------ ページ抜粋 ------

美容業界の問題や教育を改善したいという想いで設立された、大阪・心斎橋にあるロゼ&ビューティー美容専門学院(以下、ロゼ美)。以前には2度『サロンプロモマガジン』に登場していただきました。そして10月26日(水)、年に一度開催される校内コンテストがあるとのことで、『サロンプロモ』編集部がお邪魔させていただきました。いつもは学校主体で行なう校内コンテストですが、今回は初めての生徒主体での開催。生徒の中から実行委員を決め、彼らに運営を一任したそうです。自主性を育てるロゼ美らしい取り組み。一体どんな様子だったのか?開会式から表彰式まで密着しました!
タカラベルモントのTB-SQUARE osakaで行われる、年に一度の校内コンテスト。
気持ちの良い秋晴れの日。会場はロゼ美から約徒歩3分の距離にある、美容メーカー・タカラベルモントのショールーム「TB-SQUARE osaka」のセミナールーム。

------ 資料 ------

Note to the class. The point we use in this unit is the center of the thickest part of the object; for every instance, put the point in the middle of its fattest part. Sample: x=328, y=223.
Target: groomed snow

------

_取り組む課題_
- 1) 校内コンテストの記事について、「美容業界の問題や教育を改善し」から「saka」のセミナールーム。」までの部分を一字一句違えずに書き出しなさい。
- 2) ロゼ美の校内コンテストを扱った記事を、最後の文の後から書き進めなさい。
資料は、上のページ抜粋とは関係がない。

_最終解答_
- 1)
美容業界の問題や教育を改善したいという想いで設立された、大阪・心斎橋にあるロゼ&ビューティー美容専門学院(以下、ロゼ美)。以前には2度『サロンプロモマガジン』に登場していただきました。そして10月26日(水)、年に一度開催される校内コンテストがあるとのことで、『サロンプロモ』編集部がお邪魔させていただきました。いつもは学校主体で行なう校内コンテストですが、今回は初めての生徒主体での開催。生徒の中から実行委員を決め、彼らに運営を一任したそうです。自主性を育てるロゼ美らしい取り組み。一体どんな様子だったのか?開会式から表彰式まで密着しました!
タカラベルモントのTB-SQUARE osakaで行われる、年に一度の校内コンテスト。
気持ちの良い秋晴れの日。会場はロゼ美から約徒歩3分の距離にある、美容メーカー・タカラベルモントのショールーム「TB-SQUARE osaka」のセミナールーム。

- 2)
1Fにはタカラベルモントが扱う商材や最新機器がズラリと並び、サロン開業の流れがわかるライブラリーなど、サロン経営に関する資料が揃っていてとても刺激になる空間でした。
この日は1年生33名、2年生18名の計51名がコンテストに臨みます。内容は、国家試験の実技でもある「ワインディング」と「オールウェーブ」。1年生はワインディングを2回、2年生は1回目がワインディングで、2回目にオールウェーブを行います。筆者が会場に到着すると、すでに生徒さんは準備を終え、コンテストに向けた最後の練習を行なっていました。
緊張の実技試験がスタート!
「道具から手を離してください。開会式を始めます」というアナウンスが入ると、ピリリとした緊張感が会場全体を包みます。離職率を減らすための“就職前教育”を大切にするロゼ美は、挨拶や返事、ルールを守ることを重んじています。この日も、ショールームを借りる立場であることを念頭に置いて、マナーを守り、配慮をして会場を使うようにとの注意が徹底され、生徒さんたちは素直に従っていました。
開会式では学園長の鍜貫一さんが挨拶。「結果は必ず何らかの形で出てくるけれども、ベストを尽くしてみて下さい。皆さんが頑張ってきた結果を出して下さい。最後にやって良かったなと思えるような1日を過ごして下さい」と述べ、いよいよ1回目の実技がスタート。制限時間は20分。皆、真剣な表情で作業に向かいます。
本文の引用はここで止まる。